**Task objective:**
From the entries, filter out every line that lacks "marking" and copy the rest.

**Entries shown:**
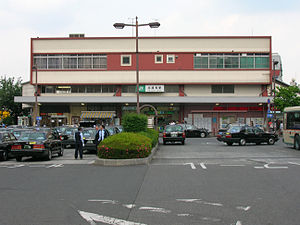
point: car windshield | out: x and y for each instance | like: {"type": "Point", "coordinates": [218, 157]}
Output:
{"type": "Point", "coordinates": [89, 133]}
{"type": "Point", "coordinates": [175, 128]}
{"type": "Point", "coordinates": [70, 131]}
{"type": "Point", "coordinates": [234, 129]}
{"type": "Point", "coordinates": [38, 136]}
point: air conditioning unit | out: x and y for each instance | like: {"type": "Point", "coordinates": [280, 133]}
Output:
{"type": "Point", "coordinates": [76, 35]}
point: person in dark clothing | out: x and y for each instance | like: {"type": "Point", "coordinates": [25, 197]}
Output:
{"type": "Point", "coordinates": [97, 136]}
{"type": "Point", "coordinates": [79, 143]}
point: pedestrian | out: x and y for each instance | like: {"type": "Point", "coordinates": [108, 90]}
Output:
{"type": "Point", "coordinates": [79, 143]}
{"type": "Point", "coordinates": [97, 136]}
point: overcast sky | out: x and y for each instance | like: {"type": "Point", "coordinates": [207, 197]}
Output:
{"type": "Point", "coordinates": [22, 19]}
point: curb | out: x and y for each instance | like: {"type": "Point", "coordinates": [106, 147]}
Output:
{"type": "Point", "coordinates": [126, 162]}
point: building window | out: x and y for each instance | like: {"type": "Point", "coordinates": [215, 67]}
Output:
{"type": "Point", "coordinates": [70, 61]}
{"type": "Point", "coordinates": [128, 88]}
{"type": "Point", "coordinates": [170, 58]}
{"type": "Point", "coordinates": [159, 59]}
{"type": "Point", "coordinates": [171, 88]}
{"type": "Point", "coordinates": [231, 61]}
{"type": "Point", "coordinates": [125, 60]}
{"type": "Point", "coordinates": [222, 89]}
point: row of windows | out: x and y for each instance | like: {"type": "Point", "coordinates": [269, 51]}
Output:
{"type": "Point", "coordinates": [125, 89]}
{"type": "Point", "coordinates": [70, 61]}
{"type": "Point", "coordinates": [201, 61]}
{"type": "Point", "coordinates": [231, 61]}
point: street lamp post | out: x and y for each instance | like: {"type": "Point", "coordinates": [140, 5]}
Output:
{"type": "Point", "coordinates": [274, 91]}
{"type": "Point", "coordinates": [35, 94]}
{"type": "Point", "coordinates": [136, 25]}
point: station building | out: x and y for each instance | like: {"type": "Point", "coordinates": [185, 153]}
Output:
{"type": "Point", "coordinates": [205, 81]}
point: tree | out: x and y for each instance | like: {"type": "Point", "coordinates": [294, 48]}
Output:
{"type": "Point", "coordinates": [9, 88]}
{"type": "Point", "coordinates": [287, 97]}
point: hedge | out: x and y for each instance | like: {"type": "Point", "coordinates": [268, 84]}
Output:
{"type": "Point", "coordinates": [152, 134]}
{"type": "Point", "coordinates": [133, 122]}
{"type": "Point", "coordinates": [125, 145]}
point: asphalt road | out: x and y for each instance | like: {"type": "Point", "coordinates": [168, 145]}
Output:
{"type": "Point", "coordinates": [202, 182]}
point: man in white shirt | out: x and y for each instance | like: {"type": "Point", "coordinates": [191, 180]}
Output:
{"type": "Point", "coordinates": [79, 143]}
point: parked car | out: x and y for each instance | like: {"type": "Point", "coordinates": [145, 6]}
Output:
{"type": "Point", "coordinates": [37, 144]}
{"type": "Point", "coordinates": [246, 134]}
{"type": "Point", "coordinates": [174, 133]}
{"type": "Point", "coordinates": [17, 132]}
{"type": "Point", "coordinates": [6, 141]}
{"type": "Point", "coordinates": [193, 131]}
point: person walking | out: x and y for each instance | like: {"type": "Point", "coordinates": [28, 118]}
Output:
{"type": "Point", "coordinates": [79, 143]}
{"type": "Point", "coordinates": [97, 136]}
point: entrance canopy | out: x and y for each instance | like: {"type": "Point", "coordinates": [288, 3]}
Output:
{"type": "Point", "coordinates": [97, 114]}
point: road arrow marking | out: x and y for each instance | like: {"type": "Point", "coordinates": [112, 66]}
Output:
{"type": "Point", "coordinates": [192, 165]}
{"type": "Point", "coordinates": [243, 208]}
{"type": "Point", "coordinates": [104, 201]}
{"type": "Point", "coordinates": [154, 209]}
{"type": "Point", "coordinates": [92, 217]}
{"type": "Point", "coordinates": [294, 163]}
{"type": "Point", "coordinates": [129, 206]}
{"type": "Point", "coordinates": [275, 167]}
{"type": "Point", "coordinates": [203, 166]}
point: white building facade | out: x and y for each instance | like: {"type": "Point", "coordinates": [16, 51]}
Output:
{"type": "Point", "coordinates": [206, 81]}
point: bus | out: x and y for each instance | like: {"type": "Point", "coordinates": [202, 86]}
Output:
{"type": "Point", "coordinates": [291, 126]}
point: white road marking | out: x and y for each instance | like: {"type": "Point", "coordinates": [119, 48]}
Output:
{"type": "Point", "coordinates": [188, 200]}
{"type": "Point", "coordinates": [104, 201]}
{"type": "Point", "coordinates": [91, 217]}
{"type": "Point", "coordinates": [259, 167]}
{"type": "Point", "coordinates": [274, 167]}
{"type": "Point", "coordinates": [15, 166]}
{"type": "Point", "coordinates": [298, 164]}
{"type": "Point", "coordinates": [231, 165]}
{"type": "Point", "coordinates": [211, 219]}
{"type": "Point", "coordinates": [200, 201]}
{"type": "Point", "coordinates": [55, 165]}
{"type": "Point", "coordinates": [184, 214]}
{"type": "Point", "coordinates": [154, 209]}
{"type": "Point", "coordinates": [129, 206]}
{"type": "Point", "coordinates": [203, 166]}
{"type": "Point", "coordinates": [192, 165]}
{"type": "Point", "coordinates": [243, 208]}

**Solution for this exercise:**
point: road arrow marking | out: x and y for each instance | like: {"type": "Point", "coordinates": [112, 66]}
point: white road marking | out: x and y for each instance | like: {"type": "Point", "coordinates": [119, 48]}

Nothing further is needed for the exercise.